(Records from a collection)
◆ ◆ ◆ ◆ ◆ ◆ ◆

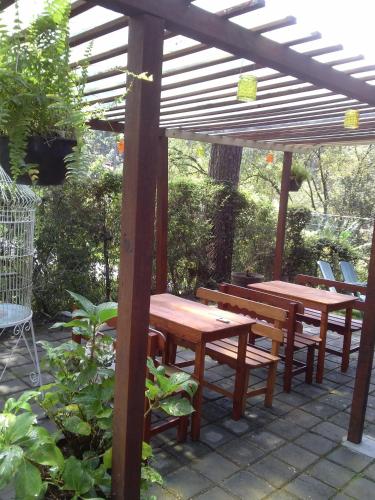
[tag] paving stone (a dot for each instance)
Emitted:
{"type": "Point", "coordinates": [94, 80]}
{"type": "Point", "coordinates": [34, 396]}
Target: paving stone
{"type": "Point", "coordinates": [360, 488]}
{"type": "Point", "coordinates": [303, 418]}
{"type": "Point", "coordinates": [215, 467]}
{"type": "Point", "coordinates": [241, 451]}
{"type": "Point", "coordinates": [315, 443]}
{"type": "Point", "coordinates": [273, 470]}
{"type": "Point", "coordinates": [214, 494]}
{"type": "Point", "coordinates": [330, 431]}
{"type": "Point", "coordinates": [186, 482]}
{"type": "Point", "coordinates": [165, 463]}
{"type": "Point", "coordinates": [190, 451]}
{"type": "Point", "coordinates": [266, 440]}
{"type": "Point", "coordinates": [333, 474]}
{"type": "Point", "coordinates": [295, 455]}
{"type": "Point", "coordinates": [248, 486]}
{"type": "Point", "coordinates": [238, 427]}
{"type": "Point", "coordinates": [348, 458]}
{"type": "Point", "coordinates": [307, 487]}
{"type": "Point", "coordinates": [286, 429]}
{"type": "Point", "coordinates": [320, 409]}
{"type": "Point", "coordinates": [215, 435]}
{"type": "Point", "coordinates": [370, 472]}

◆ ◆ ◆ ◆ ◆ ◆ ◆

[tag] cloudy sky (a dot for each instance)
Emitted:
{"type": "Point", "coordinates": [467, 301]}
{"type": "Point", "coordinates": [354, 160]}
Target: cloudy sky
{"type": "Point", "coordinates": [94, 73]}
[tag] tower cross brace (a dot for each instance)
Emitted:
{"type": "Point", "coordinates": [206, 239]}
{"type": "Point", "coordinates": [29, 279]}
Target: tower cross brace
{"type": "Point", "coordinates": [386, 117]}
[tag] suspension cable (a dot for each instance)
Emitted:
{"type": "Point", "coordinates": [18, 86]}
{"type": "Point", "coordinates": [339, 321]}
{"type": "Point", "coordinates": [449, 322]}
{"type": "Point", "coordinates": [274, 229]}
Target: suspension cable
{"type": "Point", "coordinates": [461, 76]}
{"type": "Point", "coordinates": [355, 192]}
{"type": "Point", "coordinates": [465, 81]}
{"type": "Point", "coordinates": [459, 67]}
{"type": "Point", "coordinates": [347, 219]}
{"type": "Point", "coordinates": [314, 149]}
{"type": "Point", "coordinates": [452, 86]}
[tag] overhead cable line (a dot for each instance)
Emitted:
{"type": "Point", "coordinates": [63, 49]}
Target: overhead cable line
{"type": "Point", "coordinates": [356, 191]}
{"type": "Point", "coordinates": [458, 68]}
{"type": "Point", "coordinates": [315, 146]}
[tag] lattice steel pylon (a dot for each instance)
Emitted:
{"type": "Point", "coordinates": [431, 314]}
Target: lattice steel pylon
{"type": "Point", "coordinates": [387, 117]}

◆ ◆ ◆ ◆ ◆ ◆ ◆

- TRY IT
Find each line above that contains "instance", and copy those lines.

- ANSWER BOX
[tag] paving stone (a dot for each instance)
[tag] cloudy sky (a dot for each instance)
[tag] tower cross brace (a dot for each instance)
[tag] suspension cable (a dot for each instance)
[tag] overhead cable line (a dot for each instance)
[tag] lattice steel pylon (a dot for each instance)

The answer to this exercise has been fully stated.